■ SELECTION ■

Saturday, October 13, 2012

SOUPer saturdays - creamy tomato soup




Not sure if you remember my very first recipe post, but it started something like this:

I.  love.  Summer.  (and tomatoes.)

Ring a bell?  The "and tomatoes" part is the important one here, and so I decided to share a wonderfully flavorful soup recipe that is perfect for this time of year!  In fact, if you notice the title of the post, there will be more of these to come.

I enjoy soup tremendously.  I think it might be because I have an unusual problem with being cold more than not.  I have been known to leave my hairdryer running, while getting ready for school, just to take the chill off in the mornings.

(Don't tell John.)

Being warmed from the inside out is comforting, and this tomato soup does the trick.  But do plan a little ahead.  You really need to let it simmer for the time it suggests to get the full flavor.  The reduction "sweetens the pot," if you will!  Actually, if you really look at the picture and the original line on the pot, you'll see how much it reduced over the duration of simmering.  Letting it do so will result in a richer, sweeter dish.

Take note:  No tomato soup meal is complete without grilled cheese.  You need at least half of one for adequate dunking.

It's the weekend, friends.  Enjoy your families, your football games, and - of course - your food.  Savor it all!

■ DATASET CONTENT ■
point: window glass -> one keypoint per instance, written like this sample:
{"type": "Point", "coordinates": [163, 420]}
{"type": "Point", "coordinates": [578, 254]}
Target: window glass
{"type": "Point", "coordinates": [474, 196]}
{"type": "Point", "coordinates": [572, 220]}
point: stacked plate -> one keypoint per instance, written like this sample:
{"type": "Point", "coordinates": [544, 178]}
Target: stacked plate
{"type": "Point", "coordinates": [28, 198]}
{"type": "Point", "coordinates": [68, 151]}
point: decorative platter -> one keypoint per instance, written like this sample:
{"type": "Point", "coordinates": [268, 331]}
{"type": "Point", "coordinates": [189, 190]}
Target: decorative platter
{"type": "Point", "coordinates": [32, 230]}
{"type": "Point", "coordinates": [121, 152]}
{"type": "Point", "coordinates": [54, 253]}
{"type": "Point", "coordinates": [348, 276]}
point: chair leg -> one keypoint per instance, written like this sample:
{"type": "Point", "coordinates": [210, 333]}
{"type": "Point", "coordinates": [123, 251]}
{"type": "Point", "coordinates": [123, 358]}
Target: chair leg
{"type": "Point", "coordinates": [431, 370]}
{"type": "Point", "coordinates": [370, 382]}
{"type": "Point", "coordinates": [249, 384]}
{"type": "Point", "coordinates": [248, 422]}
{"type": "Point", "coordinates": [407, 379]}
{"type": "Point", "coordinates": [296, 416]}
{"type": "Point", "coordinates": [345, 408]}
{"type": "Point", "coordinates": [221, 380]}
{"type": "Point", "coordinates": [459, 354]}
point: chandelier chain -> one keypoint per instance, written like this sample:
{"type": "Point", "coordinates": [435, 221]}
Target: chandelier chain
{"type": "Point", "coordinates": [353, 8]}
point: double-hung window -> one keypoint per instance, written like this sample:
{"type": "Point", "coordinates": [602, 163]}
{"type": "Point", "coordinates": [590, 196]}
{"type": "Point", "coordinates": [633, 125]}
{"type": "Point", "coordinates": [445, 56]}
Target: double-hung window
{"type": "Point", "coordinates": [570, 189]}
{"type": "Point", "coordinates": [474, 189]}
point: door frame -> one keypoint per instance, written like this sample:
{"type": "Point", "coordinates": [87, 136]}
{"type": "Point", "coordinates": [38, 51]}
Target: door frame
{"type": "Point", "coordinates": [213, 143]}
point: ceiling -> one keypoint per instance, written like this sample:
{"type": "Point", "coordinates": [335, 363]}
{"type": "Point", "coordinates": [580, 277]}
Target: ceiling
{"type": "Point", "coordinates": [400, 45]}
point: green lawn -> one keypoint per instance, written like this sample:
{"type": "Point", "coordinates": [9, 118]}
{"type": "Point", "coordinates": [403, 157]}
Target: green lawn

■ SET OF TASKS ■
[A] In the closing lines of the tomato soup post, what three things does the writer tell readers to enjoy this weekend?
[B] Echo the tomato soup post word for word, beginning at "Take note:  No" and stopping after "food.  Savor it all!".
[C] Write what comes next in the tomato soup post, picking up after its last sentence.
The listing comes from a different source than the tomato soup post.

■ TASK RESPONSES ■
[A] Your families, your football games, and your food.

[B]
Take note:  No tomato soup meal is complete without grilled cheese.  You need at least half of one for adequate dunking.

It's the weekend, friends.  Enjoy your families, your football games, and - of course - your food.  Savor it all!

[C]
Creamy Tomato Soup - makes 8 servings
Ingredients:
  • 1/4 cup unsalted butter
  • 10 sprigs thyme, tied together
  • 1 medium onion, thinly sliced
  • 1 garlic cloves, thinly sliced
  • 1/4 cup tomato paste
  • 2 28 oz. cans whole tomatoes
  • 1-2 tsp. sugar, divided
  • 1/4 cup (or more) heavy cream
  • Kosher salt, freshly ground pepper
~  Melt butter in a large heavy pot over medium heat.
~  Add thyme, onion, and garlic, cooking onion until completely soft and translucent, 10-12 
     minutes.
~  Increase heat to medium-high, add tomato paste, and continue cooking, stirring often, 
     until paste has begun to caramelize in spots, 5-6 minutes.
~  Add tomatoes with juices, 1 tsp. sugar, and 8 cups water to pot, increasing heat to high 
     and bringing to a simmer.
~  Reduce heat to medium and simmer until flavors meld and soup reduces to about 2 
     quarts, 45-55 minutes.
~  Discard thyme sprigs and puree soup in blender or with hand blender until smooth. 
     Return to pot and and stir in cream, simmering soup 10-15 minutes longer.
~  Season with salt, pepper and remaining sugar.  Add more cream if desired.

Recipe from Bon Appetit.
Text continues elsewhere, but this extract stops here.